* Start EXERCISE DATA *
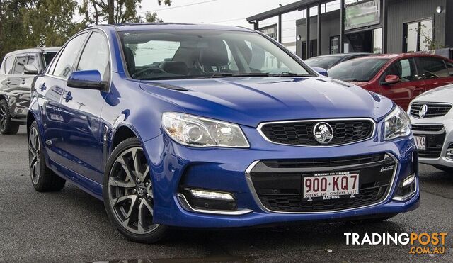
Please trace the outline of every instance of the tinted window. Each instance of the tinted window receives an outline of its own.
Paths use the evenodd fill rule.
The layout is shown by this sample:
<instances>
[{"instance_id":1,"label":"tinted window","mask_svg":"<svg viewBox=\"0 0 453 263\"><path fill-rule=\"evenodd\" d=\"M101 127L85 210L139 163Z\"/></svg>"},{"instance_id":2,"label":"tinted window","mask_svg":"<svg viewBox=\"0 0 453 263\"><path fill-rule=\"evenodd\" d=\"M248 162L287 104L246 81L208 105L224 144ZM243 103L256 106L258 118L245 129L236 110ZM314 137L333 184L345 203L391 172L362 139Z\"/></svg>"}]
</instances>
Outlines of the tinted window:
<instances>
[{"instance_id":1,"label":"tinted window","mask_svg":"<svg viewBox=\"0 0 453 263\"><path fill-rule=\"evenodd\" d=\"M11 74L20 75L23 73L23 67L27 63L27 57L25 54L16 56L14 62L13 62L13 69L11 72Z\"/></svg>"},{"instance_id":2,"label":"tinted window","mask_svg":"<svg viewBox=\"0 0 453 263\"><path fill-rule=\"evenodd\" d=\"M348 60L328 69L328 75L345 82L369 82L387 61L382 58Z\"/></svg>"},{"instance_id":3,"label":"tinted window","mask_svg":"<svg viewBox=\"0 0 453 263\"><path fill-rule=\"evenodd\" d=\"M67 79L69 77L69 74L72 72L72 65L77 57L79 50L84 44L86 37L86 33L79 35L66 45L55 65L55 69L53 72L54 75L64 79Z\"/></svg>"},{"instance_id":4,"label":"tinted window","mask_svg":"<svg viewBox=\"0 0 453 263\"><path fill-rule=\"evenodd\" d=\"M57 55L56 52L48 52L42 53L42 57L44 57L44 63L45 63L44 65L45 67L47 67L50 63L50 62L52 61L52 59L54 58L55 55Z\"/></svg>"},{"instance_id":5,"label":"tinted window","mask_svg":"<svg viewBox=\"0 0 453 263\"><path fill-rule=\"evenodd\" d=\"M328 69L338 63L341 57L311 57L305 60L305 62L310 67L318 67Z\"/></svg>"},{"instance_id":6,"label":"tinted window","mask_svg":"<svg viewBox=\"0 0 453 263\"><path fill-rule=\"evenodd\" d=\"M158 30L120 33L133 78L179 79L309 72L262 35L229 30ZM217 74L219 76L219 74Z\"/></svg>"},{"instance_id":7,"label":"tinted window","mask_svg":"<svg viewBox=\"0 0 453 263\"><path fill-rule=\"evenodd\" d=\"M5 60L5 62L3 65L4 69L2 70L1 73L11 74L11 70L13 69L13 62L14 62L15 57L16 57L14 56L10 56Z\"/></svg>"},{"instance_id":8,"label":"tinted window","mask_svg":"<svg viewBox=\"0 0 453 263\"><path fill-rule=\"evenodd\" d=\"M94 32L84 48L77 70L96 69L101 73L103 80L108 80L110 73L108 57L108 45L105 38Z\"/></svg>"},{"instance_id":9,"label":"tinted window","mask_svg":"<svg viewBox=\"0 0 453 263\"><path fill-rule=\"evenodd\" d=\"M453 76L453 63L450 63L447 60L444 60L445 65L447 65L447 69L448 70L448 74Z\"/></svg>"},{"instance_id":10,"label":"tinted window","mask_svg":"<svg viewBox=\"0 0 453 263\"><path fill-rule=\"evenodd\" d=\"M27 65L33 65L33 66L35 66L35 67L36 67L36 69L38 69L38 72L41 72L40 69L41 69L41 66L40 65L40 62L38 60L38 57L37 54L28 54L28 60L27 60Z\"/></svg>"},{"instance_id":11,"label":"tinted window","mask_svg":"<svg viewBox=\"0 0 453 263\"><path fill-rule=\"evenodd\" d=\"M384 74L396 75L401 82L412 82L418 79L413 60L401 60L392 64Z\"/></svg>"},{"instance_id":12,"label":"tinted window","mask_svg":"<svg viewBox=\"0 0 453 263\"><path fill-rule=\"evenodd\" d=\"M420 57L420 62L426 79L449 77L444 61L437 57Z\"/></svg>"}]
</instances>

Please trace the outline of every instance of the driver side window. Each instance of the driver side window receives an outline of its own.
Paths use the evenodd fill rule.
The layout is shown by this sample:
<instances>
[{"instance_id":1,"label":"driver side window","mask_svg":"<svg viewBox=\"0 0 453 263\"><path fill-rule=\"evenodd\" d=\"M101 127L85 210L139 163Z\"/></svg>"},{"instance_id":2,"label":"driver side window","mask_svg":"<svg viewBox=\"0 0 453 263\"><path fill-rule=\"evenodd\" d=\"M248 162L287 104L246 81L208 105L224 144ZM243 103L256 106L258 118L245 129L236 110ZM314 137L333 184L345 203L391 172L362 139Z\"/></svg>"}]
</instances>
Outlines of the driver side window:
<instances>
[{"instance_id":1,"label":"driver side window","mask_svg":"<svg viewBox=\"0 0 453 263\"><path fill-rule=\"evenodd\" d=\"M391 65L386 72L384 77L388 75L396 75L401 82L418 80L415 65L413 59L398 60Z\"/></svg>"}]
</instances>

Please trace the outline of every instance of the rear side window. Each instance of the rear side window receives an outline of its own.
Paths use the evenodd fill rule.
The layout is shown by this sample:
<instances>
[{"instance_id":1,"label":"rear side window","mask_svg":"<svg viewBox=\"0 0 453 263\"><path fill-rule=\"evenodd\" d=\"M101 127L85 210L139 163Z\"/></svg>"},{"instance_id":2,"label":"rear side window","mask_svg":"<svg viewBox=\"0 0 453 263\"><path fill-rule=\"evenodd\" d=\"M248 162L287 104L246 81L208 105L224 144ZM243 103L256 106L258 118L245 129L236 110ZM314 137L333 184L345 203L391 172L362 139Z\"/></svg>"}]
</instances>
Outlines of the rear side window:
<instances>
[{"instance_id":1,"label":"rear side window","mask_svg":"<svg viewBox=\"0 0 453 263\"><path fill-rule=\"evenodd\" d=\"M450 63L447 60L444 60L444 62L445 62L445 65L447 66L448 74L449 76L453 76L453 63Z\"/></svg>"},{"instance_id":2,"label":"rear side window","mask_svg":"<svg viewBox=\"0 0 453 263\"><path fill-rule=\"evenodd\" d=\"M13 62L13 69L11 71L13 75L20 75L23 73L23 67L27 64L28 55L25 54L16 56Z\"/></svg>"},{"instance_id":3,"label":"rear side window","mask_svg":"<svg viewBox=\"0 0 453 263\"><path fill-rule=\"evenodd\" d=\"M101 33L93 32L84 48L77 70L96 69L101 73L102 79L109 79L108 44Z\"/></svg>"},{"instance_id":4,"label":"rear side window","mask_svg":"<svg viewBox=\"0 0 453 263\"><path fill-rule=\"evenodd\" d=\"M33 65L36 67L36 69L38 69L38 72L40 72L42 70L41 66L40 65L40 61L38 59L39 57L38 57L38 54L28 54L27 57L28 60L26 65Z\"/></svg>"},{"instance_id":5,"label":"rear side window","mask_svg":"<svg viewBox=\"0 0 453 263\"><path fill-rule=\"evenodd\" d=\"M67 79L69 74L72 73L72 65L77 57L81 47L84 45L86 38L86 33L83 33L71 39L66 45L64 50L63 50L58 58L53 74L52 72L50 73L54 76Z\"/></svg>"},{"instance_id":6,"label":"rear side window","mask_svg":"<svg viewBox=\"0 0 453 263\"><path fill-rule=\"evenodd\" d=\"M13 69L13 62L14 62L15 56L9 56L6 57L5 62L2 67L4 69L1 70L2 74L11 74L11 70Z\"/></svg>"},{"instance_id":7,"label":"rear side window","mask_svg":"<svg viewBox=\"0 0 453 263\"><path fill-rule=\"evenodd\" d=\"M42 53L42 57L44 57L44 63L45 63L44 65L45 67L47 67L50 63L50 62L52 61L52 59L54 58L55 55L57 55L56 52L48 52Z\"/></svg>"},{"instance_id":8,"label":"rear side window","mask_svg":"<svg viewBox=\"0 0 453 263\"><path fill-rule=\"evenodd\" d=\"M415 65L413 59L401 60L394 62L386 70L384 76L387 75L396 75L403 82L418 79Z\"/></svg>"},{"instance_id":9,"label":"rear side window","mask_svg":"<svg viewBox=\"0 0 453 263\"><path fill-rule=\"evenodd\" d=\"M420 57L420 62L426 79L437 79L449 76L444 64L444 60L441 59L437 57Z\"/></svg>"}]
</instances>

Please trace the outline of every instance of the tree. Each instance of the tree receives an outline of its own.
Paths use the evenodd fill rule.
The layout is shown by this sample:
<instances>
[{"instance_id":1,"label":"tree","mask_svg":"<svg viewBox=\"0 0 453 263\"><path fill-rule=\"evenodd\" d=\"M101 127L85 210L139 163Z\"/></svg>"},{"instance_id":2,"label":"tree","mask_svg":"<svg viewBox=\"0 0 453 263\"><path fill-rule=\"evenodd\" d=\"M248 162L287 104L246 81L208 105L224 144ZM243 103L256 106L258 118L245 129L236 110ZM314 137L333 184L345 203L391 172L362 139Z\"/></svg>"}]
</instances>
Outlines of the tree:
* End EXERCISE DATA *
* Start EXERCISE DATA *
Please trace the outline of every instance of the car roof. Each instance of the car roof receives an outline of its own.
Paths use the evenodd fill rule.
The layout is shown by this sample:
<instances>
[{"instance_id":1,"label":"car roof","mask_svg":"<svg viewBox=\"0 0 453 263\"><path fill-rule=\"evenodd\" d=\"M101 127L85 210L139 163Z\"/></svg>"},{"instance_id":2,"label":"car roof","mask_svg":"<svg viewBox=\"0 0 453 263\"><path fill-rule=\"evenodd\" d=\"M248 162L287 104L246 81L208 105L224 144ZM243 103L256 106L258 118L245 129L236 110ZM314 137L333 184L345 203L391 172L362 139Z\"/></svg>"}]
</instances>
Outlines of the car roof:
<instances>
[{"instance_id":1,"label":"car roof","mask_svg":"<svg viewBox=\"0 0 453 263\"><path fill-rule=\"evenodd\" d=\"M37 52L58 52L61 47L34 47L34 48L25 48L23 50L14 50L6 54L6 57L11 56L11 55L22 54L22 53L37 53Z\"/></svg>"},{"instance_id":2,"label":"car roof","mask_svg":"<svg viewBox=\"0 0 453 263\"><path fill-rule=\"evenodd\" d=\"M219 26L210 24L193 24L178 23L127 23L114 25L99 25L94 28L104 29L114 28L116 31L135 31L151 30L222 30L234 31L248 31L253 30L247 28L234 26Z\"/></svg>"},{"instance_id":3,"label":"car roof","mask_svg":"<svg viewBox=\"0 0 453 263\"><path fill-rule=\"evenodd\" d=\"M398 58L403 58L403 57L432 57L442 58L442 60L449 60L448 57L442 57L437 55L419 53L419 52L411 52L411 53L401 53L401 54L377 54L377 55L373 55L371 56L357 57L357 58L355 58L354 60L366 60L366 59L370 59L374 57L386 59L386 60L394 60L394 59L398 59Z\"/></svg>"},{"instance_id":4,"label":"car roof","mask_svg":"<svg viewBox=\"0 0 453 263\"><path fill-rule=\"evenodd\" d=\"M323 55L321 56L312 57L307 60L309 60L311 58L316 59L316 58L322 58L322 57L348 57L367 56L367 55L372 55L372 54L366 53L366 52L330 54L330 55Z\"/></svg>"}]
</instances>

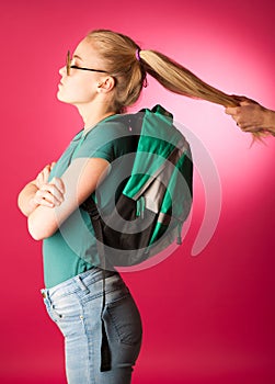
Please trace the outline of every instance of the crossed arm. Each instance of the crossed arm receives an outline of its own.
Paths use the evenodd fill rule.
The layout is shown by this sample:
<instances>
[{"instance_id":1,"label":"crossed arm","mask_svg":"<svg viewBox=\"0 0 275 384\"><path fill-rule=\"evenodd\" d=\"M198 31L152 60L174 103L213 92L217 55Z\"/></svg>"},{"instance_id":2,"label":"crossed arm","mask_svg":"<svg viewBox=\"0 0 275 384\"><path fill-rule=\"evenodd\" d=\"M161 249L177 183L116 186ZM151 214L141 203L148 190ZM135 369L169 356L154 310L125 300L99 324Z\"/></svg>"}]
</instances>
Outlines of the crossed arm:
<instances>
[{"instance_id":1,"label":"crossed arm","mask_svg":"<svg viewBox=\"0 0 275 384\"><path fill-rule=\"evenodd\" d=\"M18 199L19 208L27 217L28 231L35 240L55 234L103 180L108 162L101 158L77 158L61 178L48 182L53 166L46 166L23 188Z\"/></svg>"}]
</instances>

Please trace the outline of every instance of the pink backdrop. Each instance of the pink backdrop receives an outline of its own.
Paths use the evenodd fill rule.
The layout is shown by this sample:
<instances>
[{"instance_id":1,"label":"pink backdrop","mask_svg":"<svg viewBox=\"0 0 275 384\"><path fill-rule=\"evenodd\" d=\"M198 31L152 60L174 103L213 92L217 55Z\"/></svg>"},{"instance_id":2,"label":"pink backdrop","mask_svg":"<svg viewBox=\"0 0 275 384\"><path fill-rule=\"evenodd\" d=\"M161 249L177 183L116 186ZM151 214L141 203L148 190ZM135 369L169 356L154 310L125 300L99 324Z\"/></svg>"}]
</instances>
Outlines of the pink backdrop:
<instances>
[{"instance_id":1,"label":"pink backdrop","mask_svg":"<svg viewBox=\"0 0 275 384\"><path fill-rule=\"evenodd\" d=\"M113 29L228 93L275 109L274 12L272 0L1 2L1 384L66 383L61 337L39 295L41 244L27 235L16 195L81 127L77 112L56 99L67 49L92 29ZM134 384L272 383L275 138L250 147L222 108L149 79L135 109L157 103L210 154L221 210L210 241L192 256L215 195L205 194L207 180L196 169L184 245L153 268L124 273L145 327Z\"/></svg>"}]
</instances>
* End EXERCISE DATA *
* _PROMPT_: In the listing, take the lines from the one containing "Please trace the outline of every instance of the tinted" up to and including the one containing "Outlines of the tinted". Arrange them as a JSON array of strings, one string per line, and leave out any blank lines.

* _ANSWER FOR THIS EXERCISE_:
[
  "Please trace the outline of every instance of the tinted window. Each instance of the tinted window receives an outline of its own.",
  "Paths use the evenodd fill rule.",
  "The layout is shown by this sample:",
  "<instances>",
  "[{\"instance_id\":1,\"label\":\"tinted window\",\"mask_svg\":\"<svg viewBox=\\\"0 0 453 263\\\"><path fill-rule=\\\"evenodd\\\" d=\\\"M101 127L85 210L139 163Z\\\"/></svg>\"},{\"instance_id\":2,\"label\":\"tinted window\",\"mask_svg\":\"<svg viewBox=\\\"0 0 453 263\\\"><path fill-rule=\\\"evenodd\\\" d=\\\"M248 162L287 104L246 81L208 105L224 144ZM243 103L256 106L258 118L245 129L236 110ZM314 137L333 184L345 203L391 172L362 139Z\\\"/></svg>\"}]",
  "</instances>",
  "Outlines of the tinted window:"
]